— begin —

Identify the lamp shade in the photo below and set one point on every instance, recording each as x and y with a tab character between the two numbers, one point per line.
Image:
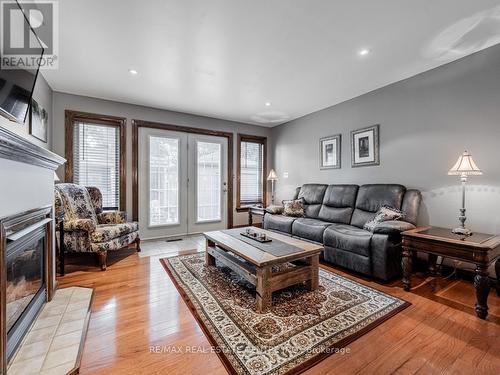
465	165
272	175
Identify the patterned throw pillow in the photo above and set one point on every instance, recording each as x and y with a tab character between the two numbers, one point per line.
294	208
385	213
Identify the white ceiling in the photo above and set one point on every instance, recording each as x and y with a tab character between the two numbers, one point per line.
227	58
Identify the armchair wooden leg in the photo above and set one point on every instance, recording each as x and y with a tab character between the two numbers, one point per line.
102	259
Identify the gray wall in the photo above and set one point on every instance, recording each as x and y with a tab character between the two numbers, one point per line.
43	95
425	123
64	101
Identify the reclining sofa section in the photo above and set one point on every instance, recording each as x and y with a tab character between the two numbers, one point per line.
335	216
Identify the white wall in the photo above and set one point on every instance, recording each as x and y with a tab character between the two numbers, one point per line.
63	101
425	123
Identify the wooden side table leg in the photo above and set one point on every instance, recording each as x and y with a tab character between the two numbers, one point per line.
482	285
209	258
432	259
313	283
264	295
406	264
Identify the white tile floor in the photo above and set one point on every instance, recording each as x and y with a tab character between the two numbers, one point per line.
162	248
52	344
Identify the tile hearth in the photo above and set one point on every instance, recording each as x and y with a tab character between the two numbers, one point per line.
54	342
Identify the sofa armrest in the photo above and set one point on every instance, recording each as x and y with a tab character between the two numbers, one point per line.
112	217
392	227
87	225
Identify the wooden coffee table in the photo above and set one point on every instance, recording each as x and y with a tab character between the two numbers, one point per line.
255	265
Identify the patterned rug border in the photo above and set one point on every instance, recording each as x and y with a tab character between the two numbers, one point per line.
303	366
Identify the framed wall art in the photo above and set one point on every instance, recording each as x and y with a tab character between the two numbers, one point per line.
329	152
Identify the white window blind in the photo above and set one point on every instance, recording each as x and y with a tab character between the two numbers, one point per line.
251	173
96	160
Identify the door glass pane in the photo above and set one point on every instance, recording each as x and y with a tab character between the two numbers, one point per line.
208	181
163	181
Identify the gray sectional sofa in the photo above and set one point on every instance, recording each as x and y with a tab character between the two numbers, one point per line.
335	216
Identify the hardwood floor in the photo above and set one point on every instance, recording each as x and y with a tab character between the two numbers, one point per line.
137	314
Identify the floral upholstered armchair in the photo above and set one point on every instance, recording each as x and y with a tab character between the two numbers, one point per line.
87	228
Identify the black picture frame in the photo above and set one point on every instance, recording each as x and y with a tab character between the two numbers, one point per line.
330	145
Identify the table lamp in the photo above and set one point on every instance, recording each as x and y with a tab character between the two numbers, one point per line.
464	167
272	177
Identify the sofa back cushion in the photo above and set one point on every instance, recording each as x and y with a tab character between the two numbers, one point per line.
312	196
371	197
338	203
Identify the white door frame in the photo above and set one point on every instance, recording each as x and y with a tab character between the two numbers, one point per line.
194	225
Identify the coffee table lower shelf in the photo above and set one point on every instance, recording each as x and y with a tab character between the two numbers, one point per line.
265	280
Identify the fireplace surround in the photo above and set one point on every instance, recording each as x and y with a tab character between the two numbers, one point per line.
26	206
25	240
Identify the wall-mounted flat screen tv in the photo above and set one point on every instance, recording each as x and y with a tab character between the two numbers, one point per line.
16	85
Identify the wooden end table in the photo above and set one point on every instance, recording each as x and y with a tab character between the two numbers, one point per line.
480	249
255	265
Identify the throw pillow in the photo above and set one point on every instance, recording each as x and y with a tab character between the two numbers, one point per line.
294	208
385	213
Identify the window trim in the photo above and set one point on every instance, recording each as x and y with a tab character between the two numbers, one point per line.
72	117
263	142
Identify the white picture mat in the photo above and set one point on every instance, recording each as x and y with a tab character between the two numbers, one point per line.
329	159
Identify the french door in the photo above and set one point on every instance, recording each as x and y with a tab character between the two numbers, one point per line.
182	183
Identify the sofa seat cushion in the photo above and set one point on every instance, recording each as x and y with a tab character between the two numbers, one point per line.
311	229
279	223
349	238
104	232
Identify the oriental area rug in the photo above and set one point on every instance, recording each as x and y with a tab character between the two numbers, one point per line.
300	329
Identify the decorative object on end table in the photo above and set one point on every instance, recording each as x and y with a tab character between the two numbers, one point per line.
38	121
365	148
272	177
465	166
329	152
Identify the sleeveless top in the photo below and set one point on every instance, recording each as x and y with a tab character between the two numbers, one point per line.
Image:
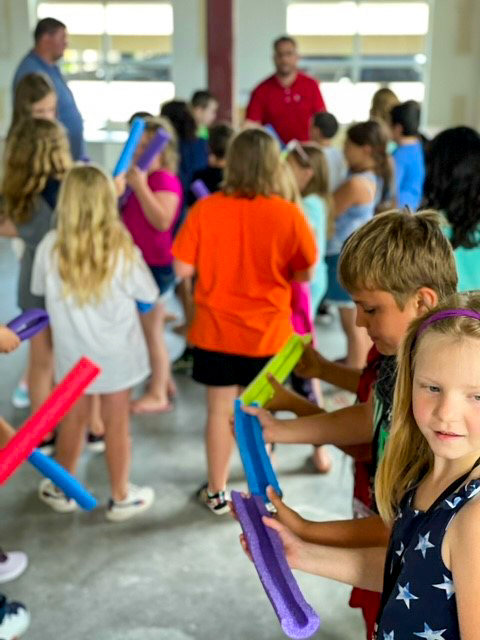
355	216
422	603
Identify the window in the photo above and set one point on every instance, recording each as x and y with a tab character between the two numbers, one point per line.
119	53
356	47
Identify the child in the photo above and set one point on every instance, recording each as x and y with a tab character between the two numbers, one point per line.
35	97
91	275
408	156
193	150
219	138
242	290
354	204
37	157
397	266
452	186
204	107
323	129
427	488
150	214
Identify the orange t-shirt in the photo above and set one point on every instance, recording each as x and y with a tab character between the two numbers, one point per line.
245	252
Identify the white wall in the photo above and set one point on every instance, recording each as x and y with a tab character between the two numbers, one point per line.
453	89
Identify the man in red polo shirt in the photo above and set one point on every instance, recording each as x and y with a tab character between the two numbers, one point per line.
288	99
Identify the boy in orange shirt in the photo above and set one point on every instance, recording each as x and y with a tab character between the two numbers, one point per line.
244	245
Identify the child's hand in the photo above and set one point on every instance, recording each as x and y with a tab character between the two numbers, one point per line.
136	178
120	183
285	515
273	430
9	340
280	401
310	364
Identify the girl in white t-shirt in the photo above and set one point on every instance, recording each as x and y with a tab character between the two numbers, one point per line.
91	274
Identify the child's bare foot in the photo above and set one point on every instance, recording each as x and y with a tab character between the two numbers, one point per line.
321	460
151	403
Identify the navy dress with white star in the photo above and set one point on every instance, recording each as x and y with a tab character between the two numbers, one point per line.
422	603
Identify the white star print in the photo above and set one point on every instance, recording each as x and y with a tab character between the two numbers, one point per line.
405	595
424	544
429	634
447	585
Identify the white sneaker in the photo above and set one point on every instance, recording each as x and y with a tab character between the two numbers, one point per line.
14	619
55	498
12	565
138	500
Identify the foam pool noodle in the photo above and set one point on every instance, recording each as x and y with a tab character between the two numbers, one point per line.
29	323
47	417
199	189
128	151
256	462
297	618
260	391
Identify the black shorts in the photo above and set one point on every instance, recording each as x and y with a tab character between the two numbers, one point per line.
217	369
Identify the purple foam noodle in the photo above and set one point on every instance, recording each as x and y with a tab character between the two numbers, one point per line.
157	144
297	618
29	323
199	189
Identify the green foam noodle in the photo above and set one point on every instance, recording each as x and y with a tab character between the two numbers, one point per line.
260	391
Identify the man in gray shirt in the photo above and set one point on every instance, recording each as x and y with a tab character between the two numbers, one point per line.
50	42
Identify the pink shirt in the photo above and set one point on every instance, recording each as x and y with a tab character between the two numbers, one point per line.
155	245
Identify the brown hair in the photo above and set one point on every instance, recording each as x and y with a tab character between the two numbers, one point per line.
31	89
399	252
408	456
37	150
170	152
253	165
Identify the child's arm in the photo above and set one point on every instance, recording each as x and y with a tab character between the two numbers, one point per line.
464	562
352	534
159	207
359	567
352	425
9	340
355	190
313	365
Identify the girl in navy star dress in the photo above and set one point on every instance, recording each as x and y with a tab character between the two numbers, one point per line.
426	487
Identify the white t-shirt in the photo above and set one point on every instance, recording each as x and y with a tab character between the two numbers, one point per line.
337	167
108	332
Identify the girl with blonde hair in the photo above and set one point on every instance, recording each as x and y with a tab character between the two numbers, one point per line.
91	274
151	214
426	488
244	245
37	156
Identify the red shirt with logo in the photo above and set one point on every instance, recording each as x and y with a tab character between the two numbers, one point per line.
288	109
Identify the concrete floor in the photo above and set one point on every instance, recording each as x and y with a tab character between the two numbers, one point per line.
178	572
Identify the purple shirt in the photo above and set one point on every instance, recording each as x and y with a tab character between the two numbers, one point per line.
155	245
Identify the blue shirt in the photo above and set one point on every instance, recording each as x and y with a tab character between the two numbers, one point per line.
68	112
409	174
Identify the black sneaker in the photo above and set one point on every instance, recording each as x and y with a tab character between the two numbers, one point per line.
216	502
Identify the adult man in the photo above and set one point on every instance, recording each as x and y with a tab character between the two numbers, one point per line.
50	42
288	99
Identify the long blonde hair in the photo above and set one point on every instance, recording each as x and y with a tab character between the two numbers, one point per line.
408	456
90	235
37	150
253	165
310	155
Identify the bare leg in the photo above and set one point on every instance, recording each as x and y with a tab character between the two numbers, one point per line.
218	435
156	397
40	368
71	434
115	414
358	341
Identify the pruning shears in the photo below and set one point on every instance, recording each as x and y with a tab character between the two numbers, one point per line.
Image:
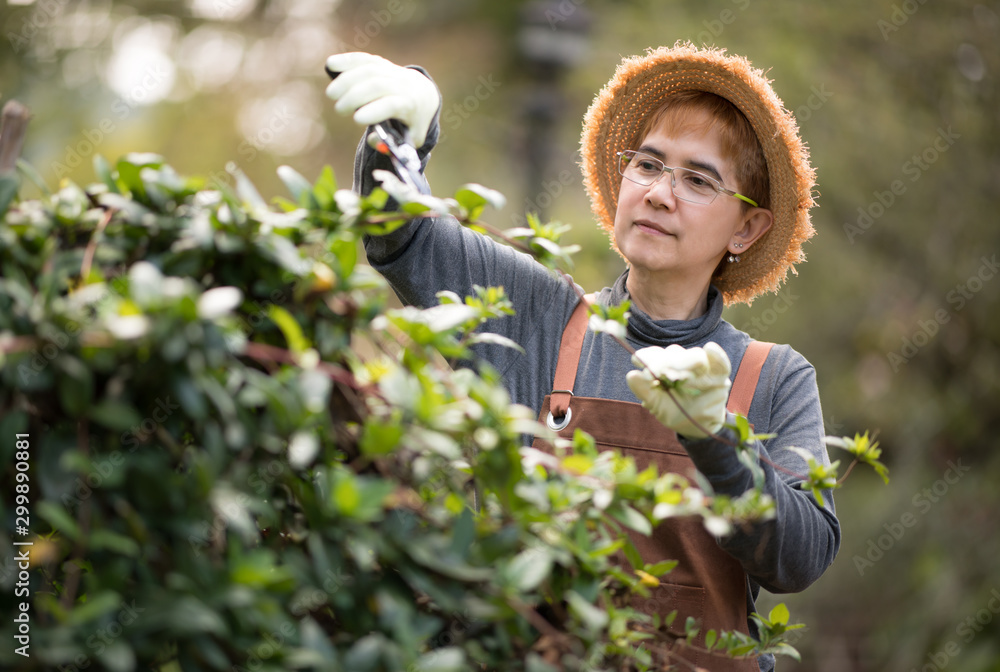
392	138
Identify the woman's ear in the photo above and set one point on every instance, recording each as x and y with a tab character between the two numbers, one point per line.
756	222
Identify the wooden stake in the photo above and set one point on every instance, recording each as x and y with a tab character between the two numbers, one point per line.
13	128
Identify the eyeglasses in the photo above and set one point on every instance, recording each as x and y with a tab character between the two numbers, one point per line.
688	185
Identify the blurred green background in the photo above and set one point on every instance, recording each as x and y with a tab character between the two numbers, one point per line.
896	308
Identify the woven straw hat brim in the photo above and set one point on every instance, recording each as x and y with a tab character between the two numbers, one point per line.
640	84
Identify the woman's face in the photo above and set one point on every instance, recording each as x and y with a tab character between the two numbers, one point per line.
661	235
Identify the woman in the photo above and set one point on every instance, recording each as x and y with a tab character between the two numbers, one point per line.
696	170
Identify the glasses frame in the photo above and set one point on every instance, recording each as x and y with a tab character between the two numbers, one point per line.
664	168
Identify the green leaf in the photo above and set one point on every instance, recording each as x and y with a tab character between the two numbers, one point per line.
298	187
56	516
592	617
661	568
632	554
380	439
8	190
116	415
95	607
779	614
103	171
473	195
633	520
448	659
118	657
785	649
297	342
325	189
529	568
106	539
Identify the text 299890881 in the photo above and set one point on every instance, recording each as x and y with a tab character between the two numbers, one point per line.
22	524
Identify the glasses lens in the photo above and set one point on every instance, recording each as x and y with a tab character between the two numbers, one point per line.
640	168
695	187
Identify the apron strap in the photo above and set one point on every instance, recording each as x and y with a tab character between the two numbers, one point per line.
571	345
569	358
745	383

— end —

**Given problem:**
All lines from the one that contains "Identify the woven" through the end of the material are to be quoted exactly, with both ends included.

**Problem solution:**
Identify the woven straw hat brim in the photo above and set one point on every instance, recording each as x and y with a tab character between the two numbers, one point per line.
640	84
Identify the woman's face in the photo above and set one point on every instance, recording each as x and y with a tab character between the two numbers, one point per line.
661	235
Identify the woman in the photo above and set one point on every instance, recording each as x and y with a tab character between the two numbers, one point per line.
696	170
Identify the glasses frame in the photo above and set one point on every instance, recording each as x and y with a tab character between the two numbers, one point per line.
664	168
Identify the green leaf in the photo above and set one point on every instance, recording each as x and y with a tab character between the two numbers, one point per line.
298	187
56	516
592	617
661	568
632	554
380	439
8	190
116	415
95	607
779	614
103	171
473	195
633	520
448	659
118	657
785	649
297	342
325	189
529	568
106	539
Identify the text 299890881 in the photo above and set one point on every instance, recording each as x and y with a tab character between the two numbers, one point per line.
22	524
Identify the glasses lens in the photo above and set one point on every instance, recording each as x and y with a tab character between the two numbers, one point per line.
640	168
695	187
Identify the apron strap in the photo above and set one point on every instance, recording each as x and y with a tab character between the two numbers, one point per line.
571	345
569	358
745	383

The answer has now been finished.